Requirements: Count how many lines of the items below contain the string "windshield" with case counted, and reply with that number alone.

Entries supplied:
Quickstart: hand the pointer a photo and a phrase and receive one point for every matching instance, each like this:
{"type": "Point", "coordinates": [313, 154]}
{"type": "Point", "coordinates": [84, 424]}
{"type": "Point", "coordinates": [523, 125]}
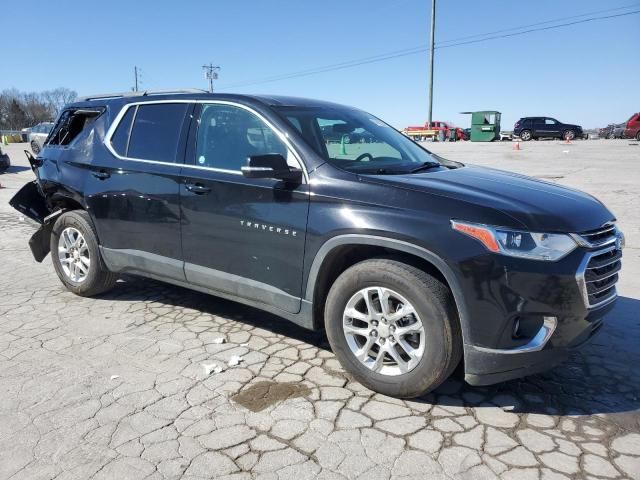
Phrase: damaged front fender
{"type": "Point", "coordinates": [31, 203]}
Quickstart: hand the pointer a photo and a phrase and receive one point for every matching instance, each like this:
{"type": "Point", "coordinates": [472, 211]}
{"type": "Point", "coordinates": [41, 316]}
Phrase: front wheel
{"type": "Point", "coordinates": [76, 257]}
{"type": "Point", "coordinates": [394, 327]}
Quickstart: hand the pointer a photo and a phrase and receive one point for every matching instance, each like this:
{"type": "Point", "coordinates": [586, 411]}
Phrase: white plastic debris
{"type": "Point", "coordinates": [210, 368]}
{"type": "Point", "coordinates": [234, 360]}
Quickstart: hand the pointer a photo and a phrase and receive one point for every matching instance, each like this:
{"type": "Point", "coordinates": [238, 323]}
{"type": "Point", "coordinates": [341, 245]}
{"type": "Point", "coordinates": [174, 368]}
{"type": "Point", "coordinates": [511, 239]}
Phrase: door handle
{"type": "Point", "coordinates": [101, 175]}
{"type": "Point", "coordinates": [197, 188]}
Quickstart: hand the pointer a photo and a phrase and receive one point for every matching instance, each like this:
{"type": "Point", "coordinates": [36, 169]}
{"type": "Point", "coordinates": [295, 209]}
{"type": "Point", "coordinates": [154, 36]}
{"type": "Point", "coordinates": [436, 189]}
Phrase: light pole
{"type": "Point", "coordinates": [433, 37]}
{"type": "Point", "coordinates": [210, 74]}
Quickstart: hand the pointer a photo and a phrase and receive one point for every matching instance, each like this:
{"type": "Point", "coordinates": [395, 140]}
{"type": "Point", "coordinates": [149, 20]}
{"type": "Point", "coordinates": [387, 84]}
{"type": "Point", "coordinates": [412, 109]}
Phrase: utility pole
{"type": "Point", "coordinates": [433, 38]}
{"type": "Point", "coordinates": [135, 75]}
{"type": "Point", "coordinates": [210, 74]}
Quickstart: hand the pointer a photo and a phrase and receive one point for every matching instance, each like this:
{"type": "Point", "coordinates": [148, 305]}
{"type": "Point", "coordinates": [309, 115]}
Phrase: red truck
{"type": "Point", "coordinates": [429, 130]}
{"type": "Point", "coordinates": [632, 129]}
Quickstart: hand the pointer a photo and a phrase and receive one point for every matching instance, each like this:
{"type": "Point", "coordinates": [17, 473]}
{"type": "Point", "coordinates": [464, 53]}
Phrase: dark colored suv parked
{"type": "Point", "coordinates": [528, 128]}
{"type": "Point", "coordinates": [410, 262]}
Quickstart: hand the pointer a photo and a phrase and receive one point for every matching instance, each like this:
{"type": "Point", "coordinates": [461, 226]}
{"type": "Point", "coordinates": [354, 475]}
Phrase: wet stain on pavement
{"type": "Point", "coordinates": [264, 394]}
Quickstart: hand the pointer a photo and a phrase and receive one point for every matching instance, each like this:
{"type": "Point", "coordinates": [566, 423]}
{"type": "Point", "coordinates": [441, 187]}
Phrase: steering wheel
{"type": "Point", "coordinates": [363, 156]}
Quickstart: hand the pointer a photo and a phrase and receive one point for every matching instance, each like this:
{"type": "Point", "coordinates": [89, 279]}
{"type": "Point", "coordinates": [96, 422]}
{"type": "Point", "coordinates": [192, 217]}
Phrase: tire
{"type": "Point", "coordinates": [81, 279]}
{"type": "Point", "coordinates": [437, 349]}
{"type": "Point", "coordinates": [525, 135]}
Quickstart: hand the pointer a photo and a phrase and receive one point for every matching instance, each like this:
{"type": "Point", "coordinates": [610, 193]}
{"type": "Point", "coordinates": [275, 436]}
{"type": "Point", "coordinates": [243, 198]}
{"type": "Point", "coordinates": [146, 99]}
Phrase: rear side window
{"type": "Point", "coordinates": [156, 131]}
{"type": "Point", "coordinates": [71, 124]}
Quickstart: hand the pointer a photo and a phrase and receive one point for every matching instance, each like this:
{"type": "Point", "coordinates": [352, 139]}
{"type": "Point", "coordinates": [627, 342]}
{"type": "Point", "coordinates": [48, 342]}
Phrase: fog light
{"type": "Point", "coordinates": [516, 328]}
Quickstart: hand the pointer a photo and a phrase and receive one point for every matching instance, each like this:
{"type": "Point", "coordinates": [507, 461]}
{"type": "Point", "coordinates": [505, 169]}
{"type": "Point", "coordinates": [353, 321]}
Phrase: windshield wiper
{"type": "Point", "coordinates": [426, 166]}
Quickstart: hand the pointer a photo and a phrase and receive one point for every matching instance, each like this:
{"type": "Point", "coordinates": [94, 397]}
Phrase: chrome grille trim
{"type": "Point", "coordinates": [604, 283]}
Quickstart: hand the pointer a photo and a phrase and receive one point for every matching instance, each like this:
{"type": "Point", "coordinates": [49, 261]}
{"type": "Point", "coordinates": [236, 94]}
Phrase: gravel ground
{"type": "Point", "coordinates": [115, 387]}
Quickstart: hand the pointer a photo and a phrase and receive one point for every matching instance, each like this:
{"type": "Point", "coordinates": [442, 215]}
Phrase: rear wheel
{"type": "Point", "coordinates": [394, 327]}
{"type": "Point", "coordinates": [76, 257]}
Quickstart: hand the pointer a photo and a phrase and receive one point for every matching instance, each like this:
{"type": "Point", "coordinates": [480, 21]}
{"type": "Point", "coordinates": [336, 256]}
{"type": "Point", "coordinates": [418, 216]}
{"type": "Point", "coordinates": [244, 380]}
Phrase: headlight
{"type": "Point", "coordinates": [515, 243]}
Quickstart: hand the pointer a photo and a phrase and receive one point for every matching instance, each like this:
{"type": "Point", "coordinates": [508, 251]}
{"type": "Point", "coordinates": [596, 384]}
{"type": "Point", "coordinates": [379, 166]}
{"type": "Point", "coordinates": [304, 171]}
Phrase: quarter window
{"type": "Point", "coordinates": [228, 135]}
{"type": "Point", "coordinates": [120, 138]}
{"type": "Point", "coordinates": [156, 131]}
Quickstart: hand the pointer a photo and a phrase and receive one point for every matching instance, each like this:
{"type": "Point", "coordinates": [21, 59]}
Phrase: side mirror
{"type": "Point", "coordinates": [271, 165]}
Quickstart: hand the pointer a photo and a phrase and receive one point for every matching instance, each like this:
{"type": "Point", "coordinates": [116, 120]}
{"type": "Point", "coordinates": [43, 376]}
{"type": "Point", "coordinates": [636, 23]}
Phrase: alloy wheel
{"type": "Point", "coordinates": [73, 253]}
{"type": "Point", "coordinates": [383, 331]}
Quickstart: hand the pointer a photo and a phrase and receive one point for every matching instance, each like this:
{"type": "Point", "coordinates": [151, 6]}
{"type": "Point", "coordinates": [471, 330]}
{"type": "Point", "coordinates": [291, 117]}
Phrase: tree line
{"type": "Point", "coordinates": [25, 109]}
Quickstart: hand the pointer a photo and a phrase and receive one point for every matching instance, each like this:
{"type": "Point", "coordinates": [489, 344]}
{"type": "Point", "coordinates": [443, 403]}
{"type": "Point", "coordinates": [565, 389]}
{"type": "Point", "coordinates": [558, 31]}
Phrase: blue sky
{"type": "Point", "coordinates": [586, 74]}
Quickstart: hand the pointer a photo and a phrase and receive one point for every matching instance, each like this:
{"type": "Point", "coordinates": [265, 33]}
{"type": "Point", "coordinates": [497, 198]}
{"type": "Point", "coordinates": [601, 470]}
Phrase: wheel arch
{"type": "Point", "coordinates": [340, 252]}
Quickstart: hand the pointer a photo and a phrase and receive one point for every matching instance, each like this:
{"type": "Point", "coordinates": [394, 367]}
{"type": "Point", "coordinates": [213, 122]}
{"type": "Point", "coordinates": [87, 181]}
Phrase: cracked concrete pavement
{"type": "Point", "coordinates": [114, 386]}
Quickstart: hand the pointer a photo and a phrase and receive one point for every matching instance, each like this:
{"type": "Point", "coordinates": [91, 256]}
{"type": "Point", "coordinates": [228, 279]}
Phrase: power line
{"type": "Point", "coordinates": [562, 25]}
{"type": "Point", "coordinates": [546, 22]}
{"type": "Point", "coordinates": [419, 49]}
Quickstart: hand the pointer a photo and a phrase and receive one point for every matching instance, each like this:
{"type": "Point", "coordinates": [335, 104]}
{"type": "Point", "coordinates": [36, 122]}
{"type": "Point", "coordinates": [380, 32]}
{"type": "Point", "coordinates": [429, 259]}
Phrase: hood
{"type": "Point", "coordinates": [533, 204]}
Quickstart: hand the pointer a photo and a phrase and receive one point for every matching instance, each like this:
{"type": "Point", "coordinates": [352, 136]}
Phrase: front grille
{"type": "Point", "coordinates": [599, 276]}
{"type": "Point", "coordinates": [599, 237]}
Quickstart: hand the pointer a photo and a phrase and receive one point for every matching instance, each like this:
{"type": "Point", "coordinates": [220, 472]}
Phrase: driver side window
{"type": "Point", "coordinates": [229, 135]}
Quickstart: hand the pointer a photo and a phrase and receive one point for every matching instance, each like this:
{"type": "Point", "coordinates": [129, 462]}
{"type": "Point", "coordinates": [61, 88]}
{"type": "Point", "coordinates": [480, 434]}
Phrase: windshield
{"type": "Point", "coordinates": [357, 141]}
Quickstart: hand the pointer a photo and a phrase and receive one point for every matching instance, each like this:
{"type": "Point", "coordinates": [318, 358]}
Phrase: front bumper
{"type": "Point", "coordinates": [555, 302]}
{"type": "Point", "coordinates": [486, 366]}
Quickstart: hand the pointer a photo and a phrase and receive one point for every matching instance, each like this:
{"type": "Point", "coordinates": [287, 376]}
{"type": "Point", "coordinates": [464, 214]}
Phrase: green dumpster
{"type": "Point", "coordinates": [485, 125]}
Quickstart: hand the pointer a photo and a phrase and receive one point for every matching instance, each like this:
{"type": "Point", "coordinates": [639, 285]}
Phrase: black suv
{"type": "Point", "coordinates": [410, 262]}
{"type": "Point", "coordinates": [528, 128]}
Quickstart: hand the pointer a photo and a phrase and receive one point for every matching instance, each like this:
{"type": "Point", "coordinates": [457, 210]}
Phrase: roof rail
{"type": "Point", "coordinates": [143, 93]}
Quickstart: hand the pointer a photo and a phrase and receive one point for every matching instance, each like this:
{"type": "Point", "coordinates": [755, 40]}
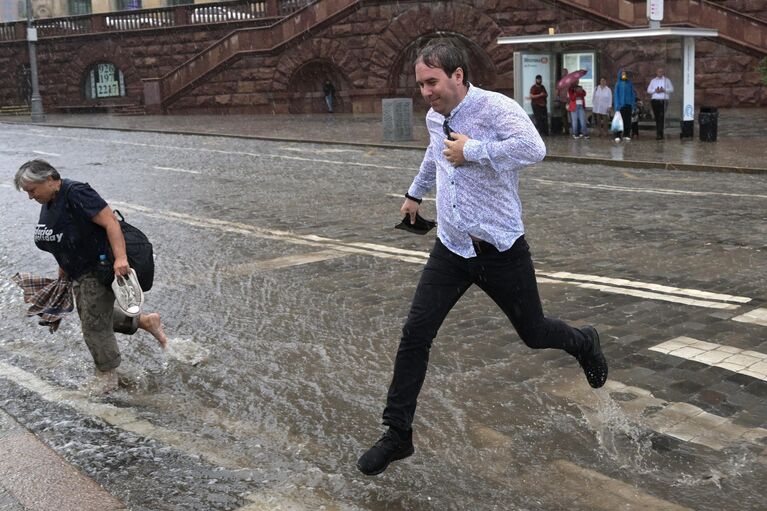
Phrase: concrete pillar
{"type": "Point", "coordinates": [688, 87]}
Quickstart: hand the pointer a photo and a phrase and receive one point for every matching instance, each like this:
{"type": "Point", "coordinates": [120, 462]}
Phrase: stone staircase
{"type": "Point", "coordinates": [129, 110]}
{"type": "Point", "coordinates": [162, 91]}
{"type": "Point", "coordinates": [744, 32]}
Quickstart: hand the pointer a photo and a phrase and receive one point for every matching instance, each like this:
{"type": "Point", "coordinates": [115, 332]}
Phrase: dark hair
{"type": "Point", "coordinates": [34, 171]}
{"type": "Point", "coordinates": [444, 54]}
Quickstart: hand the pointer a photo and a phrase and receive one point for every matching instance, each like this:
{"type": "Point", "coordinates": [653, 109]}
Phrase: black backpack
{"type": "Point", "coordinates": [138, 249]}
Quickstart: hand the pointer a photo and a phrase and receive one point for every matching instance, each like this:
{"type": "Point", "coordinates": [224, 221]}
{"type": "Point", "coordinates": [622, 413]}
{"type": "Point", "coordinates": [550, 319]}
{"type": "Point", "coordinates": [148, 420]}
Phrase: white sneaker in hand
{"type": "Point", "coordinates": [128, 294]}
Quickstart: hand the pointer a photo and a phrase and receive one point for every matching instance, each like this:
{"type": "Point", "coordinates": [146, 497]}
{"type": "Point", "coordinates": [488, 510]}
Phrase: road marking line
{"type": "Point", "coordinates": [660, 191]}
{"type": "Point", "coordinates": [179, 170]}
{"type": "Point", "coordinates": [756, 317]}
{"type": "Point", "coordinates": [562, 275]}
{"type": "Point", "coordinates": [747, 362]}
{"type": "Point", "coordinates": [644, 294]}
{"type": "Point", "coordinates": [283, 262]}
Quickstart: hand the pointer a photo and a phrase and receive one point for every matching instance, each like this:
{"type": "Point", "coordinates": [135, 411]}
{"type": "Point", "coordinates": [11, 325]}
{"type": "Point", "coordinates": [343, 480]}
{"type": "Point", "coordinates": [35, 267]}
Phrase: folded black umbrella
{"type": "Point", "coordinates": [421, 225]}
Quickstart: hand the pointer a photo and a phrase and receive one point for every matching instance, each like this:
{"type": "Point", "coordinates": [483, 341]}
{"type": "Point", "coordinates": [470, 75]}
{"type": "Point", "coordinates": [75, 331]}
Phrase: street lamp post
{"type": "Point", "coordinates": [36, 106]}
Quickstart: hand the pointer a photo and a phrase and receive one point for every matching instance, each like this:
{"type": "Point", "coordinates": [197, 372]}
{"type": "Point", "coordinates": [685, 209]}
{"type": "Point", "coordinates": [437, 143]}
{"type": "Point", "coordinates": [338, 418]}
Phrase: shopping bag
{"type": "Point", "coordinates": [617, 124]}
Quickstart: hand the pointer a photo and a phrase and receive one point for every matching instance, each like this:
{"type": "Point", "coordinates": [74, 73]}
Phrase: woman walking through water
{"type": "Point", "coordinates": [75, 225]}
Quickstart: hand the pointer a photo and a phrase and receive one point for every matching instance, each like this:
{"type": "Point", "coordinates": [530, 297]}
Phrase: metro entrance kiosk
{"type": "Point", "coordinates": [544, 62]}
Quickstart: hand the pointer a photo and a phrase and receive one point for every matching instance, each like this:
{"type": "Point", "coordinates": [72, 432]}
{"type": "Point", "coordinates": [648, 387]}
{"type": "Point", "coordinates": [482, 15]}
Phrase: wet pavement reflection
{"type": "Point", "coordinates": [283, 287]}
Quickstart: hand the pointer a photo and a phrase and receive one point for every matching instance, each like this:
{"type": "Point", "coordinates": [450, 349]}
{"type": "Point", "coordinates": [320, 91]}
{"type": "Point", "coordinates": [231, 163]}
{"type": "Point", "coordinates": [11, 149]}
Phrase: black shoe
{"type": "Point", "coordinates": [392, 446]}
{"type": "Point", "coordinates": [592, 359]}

The answer: 2